• PAGE TEXT:
Graduate Awards Day 2015
One of the highlights of 2015 was our annual Graduate Student Awards Day held on November 23 to honor the outstanding achievements of our graduate students in several areas.
The winners of competitions held at the Eighth Annual Chemical Engineering Graduate Student Symposium in September were as follows:
- 1st Place Speaker Brian Swift
Engineering and Impacts of Protein Synthesized ZnS: Mn Quantum Dots
- 2nd Place Speaker John Katahara
Illumunating the Potential of Solar Cell Materials - from Luminescence to Open Circuit Voltage (VOC)
- Poster Presenter Popular Vote Winner Matt Murbach
The Informational Power of Harmonics in a Battery System
- Poster Presenter Industry Vote Winners (tie)
James Clark: Cu2ZnSn(S, Se)4 Solar Cells from Inks: Combinatorial Screening and High Efficiency Device Fabrication
Trevor Braun: Theory and Experiments for Metal Patterning with the Scanning Bipolar Cell
Caroline Tsao was honored with the Jane and Joseph McCarthy Award for Excellence in Chemical Engineering Graduate Student Teaching. Dr. McCarthy wished to reward graduate students who show excellence in teaching, and the award selection process relies on undergraduate students to choose the recipient. Caroline was this year's overwhelming favorite. Among other comments, one student said this: "Caroline's enthusiasm, patience and overall positive approaches make her so unique. Every time I left her office, not only did I understand the problems better, but I also gained more confidence as a student."

• EXERCISES TO COMPLETE:
- A) Answer these questions about the Graduate Awards Day text above, giving each answer on its own line and marking it the same way.
(i) On what date was the Graduate Student Awards Day held?
(ii) Who won the Poster Presenter Popular Vote?
(iii) Who chooses the recipient of the Jane and Joseph McCarthy Award?
- B) Translate this sentence from the Graduate Awards Day text above into Spanish: "Dr. McCarthy wished to reward graduate students who show excellence in teaching, and the award selection process relies on undergraduate students to choose the recipient."
- C) Write a continuation of the Graduate Awards Day text above, starting after its final sentence.

• RECORDED DATA:
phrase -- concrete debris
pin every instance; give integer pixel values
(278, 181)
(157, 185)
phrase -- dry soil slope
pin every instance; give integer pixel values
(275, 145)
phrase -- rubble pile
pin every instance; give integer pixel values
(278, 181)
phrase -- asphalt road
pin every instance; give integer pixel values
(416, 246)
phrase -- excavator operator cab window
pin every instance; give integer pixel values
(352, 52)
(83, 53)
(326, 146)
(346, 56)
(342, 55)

==

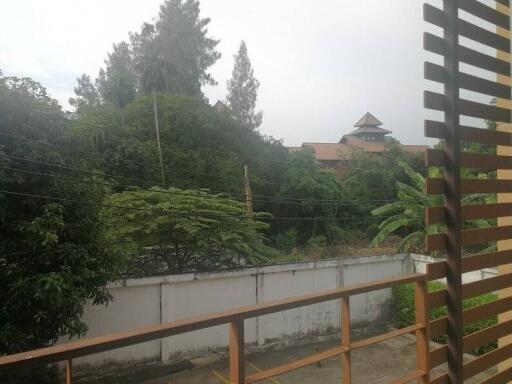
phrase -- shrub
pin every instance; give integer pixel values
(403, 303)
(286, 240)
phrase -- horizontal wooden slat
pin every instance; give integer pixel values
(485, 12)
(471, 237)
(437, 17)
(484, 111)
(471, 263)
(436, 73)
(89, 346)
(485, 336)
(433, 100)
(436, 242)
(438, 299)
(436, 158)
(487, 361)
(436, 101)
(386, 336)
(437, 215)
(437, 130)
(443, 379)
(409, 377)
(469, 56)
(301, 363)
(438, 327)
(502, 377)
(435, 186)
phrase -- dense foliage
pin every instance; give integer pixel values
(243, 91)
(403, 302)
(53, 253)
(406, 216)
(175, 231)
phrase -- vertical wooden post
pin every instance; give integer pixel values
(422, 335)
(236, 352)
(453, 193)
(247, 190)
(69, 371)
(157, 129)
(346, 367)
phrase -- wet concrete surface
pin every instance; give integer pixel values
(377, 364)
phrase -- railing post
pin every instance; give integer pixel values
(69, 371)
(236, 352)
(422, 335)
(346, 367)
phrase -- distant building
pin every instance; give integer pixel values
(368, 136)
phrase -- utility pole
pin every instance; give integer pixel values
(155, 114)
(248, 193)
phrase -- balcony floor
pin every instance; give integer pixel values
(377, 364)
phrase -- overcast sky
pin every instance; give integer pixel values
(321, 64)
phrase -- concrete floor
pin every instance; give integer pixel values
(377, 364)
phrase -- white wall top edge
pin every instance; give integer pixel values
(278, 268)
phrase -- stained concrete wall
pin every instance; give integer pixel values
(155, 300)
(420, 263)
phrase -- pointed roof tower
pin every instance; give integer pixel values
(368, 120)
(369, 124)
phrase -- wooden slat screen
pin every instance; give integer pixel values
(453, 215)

---

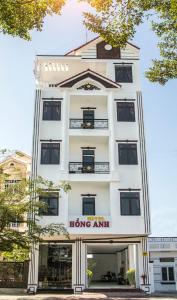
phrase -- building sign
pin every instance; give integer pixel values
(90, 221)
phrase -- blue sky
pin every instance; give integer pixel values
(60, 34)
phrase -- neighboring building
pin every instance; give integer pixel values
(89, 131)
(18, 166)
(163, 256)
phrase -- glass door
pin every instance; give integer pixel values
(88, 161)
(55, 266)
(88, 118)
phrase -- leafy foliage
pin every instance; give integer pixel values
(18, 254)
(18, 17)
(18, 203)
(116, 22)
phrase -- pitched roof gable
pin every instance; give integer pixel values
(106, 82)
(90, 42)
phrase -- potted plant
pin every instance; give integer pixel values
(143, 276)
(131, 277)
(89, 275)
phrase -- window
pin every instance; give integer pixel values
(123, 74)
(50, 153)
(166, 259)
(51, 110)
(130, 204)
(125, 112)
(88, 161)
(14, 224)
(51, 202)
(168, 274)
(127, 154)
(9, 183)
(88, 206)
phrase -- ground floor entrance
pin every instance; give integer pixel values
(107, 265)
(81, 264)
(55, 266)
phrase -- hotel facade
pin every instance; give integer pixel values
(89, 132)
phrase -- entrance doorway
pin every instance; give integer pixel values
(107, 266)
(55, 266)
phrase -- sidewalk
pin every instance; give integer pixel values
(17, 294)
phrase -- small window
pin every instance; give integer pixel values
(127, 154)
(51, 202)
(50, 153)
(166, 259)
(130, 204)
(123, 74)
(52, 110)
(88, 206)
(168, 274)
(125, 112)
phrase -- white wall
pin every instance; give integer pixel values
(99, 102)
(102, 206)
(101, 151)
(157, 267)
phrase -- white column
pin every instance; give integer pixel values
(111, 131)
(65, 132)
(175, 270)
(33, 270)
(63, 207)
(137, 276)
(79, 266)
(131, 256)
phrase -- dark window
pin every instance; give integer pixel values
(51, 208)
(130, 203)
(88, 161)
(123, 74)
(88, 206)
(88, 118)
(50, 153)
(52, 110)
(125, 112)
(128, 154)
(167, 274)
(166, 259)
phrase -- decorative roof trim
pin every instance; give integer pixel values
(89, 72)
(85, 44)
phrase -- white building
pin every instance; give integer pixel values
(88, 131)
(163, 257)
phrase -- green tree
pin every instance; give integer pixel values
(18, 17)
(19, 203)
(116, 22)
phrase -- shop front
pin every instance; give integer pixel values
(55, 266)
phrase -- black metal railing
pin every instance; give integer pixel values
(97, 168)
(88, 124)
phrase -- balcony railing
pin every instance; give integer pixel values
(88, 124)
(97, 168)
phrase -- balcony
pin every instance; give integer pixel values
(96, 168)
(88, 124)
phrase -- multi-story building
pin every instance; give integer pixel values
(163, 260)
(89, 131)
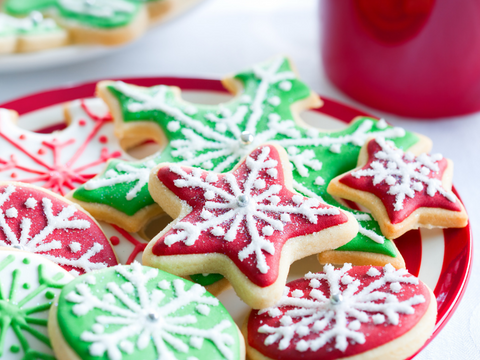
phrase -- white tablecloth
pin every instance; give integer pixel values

• RESPONSES FOR EACH TASK:
- A)
(i) November 23
(ii) Matt Murbach
(iii) Undergraduate students

- B) El Dr. McCarthy deseaba premiar a los estudiantes de posgrado que demuestran excelencia en la docencia, y el proceso de selección del premio se basa en que los estudiantes de licenciatura elijan a quien lo recibirá.

- C)
Fang Sun won the High Impact Publication Award. This award recognizes his paper entitled "Sensitive and Fast Detection of Fructose in Complex Media via Symmetry Breaking and Signal Amplification Using Surface-Enhanced Raman Spectroscopy," which was published March 4th, 2014 in Analytical Chemistry. Fang works in the Jiang group, which collaborated with the Yu group to produce this paper. Prof. Qiuming Yu stated that the paper "demonstrated a new concept that enables the sensitive and specific detection of analysis with small Raman scattering cross-section via the change of probe molecule's Raman spectral change and offers a new chemical/biological sensing method without labeling and the use of ligands."
The Faculty Lecture Award went to recent graduate and current postdoctoral fellow Beau Richardson. This award comes out of Beau's work in Dr. Yu's group developing the technology of conformable solar fabrics for commercialization. In addition to that research, Beau also conducted research on photovoltaics that has led to two papers he published as first author, three more as co-author, three more papers that will be submitted for publication and presentations at the AIChE and MRS conferences. He also received a CoMotion Graduate Innovation Award in 2015, and filed a patent regarding his work. Currently, Beau is developing a new nanofabrication technique for scale-up, analyzing potential markets to refine a business plan and evaluating potential advantages and competitiveness with other PV solutions.